# LAYOUT HELP OR SUGGESTION NEEDED



## darticus (Sep 23, 2010)

I have made a small Z scale layout but want to build another in Z scale allowing 2 or 3 trains to run at the same time but each independent of the other. Can anyone tell me the procedure to isolate tracks so each train is separate. Maybe it should just be separate tracks not even connected. A yard would be connected but isolated on a separate transformer?
I would think if you build two or three tracks their radius tracks have to be different so other trains are not over the other track. Is there a picture or something I could follow to do this? Do I need a book? Three trains would be two running trains and a working yard. Anyone have any thoughts? *Any layouts I could follow?* I wanted to stay to a table 19.5 inches by 45.5 inches. Suggestions wanted Thanks Ron


----------



## CTValleyRR (Jul 26, 2014)

I don't know if there are DCC decoders small enough for Z scale, but that is certainly one solution.

Independent tracks would also work, obviously.

DC folks have been wiring isolated blocks to allow multiple trains to run for years. You simply gap the rails and insert something non-conductive to create a boundary between blocks. Each block requires its own transformer, and all trains in that block receive the same DC current. A train can cross between blocks, but it would instantly acquire the throttle setting in use in the new block (unlike DCC, where each locomotive's decoder provides the correct amount of power to the motor for that locomotive's speed setting).

20 by 46 should be plenty of space for several loops of different radii. I wouldn't think you'd need a book or anything, just sketch it on paper or use a computer design program.


----------



## darticus (Sep 23, 2010)

CTValleyRR said:


> I don't know if there are DCC decoders small enough for Z scale, but that is certainly one solution.
> 
> Independent tracks would also work, obviously.
> 
> ...



Thanks for your help. I will keep investigating. Ron


----------



## prrfan (Dec 19, 2014)

CTValleyRR said:


> I don't know if there are DCC decoders small enough for Z scale, but that is certainly one solution.
> 
> Independent tracks would also work, obviously.
> 
> ...


An excellent source of information on this type of block wiring can be found in The Complete Atlas Wiring Book. I used it when I built my first layout (HO) and it was invaluable. 
You might want to check with resources in the Z world to be sure the techniques will transfer with that equipment.


----------



## traction fan (Oct 5, 2014)

*Some info that might help you*



darticus said:


> I have made a small Z scale layout but want to build another in Z scale allowing 2 or 3 trains to run at the same time but each independent of the other. Can anyone tell me the procedure to isolate tracks so each train is separate. Maybe it should just be separate tracks not even connected. A yard would be connected but isolated on a separate transformer?
> I would think if you build two or three tracks their radius tracks have to be different so other trains are not over the other track. Is there a picture or something I could follow to do this? Do I need a book? Three trains would be two running trains and a working yard. Anyone have any thoughts? *Any layouts I could follow?* I wanted to stay to a table 19.5 inches by 45.5 inches. Suggestions wanted Thanks Ron


darticus; 

Reading the responses so far, it looks like your basic questions have been answered. By the way, yes, there are DCC decoders made for Z-scale. Using DCC would allow you to control each of your three locos independently even on a common track. Using DC you would need , as CTValley suggested, insulated gaps in both rail at the boundaries between loop 1 and loop 2 and loop three.

Set exercise A:
In the forum thread, what table size did the original poster want the new layout to fit?

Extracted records
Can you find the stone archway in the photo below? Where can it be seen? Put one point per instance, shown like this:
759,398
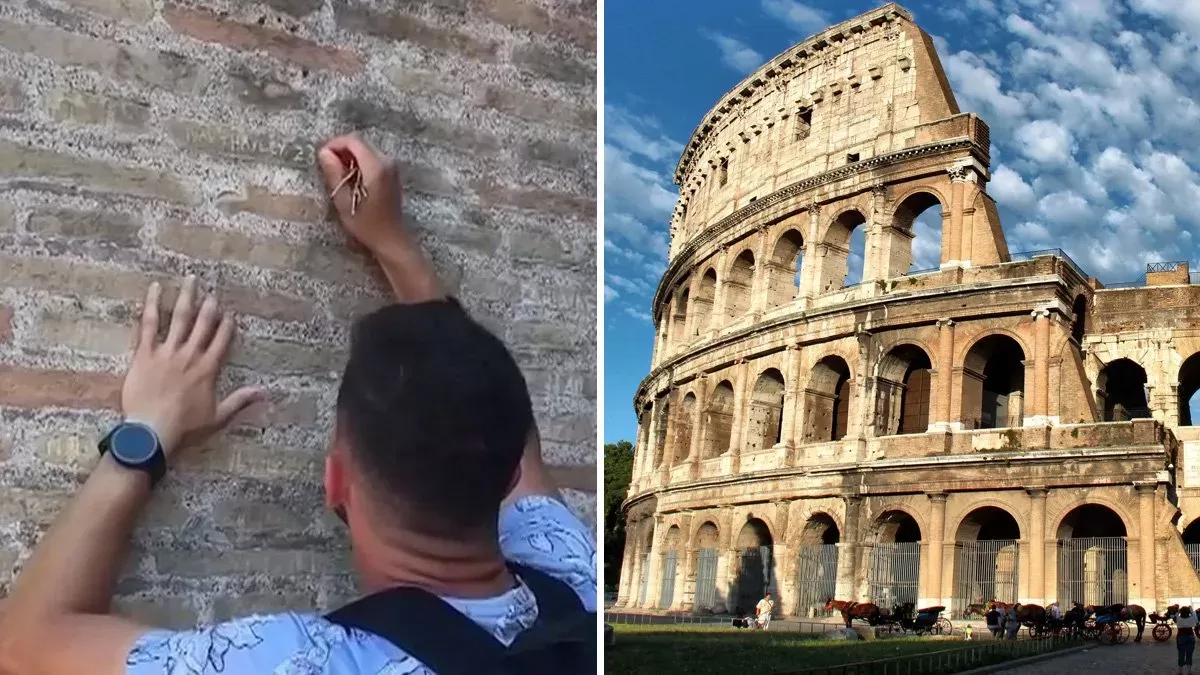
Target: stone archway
672,548
1121,392
1093,562
707,562
994,383
915,240
739,286
903,392
719,420
682,440
894,571
827,401
784,269
702,303
987,560
766,413
817,565
1189,390
837,251
754,567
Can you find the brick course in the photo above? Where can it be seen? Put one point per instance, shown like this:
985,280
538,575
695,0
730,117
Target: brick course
142,141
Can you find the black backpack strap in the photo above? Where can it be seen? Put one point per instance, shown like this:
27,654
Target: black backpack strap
449,643
426,628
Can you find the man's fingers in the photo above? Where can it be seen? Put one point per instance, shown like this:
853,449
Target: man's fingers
219,347
149,329
184,312
235,402
205,324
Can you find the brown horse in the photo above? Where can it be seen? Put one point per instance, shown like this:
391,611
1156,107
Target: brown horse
1137,614
851,610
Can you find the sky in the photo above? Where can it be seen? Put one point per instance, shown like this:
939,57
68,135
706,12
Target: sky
1090,103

Set exercise B:
Locate each line in the records that contains the word "archway" and copy those lines. Case counts.

Written reply A:
19.5 inches by 45.5 inches.

Written reply B:
Can you find the stone archway in the photo below? Where can it be seen? Put one point per instance, shown like this:
Target: stone archway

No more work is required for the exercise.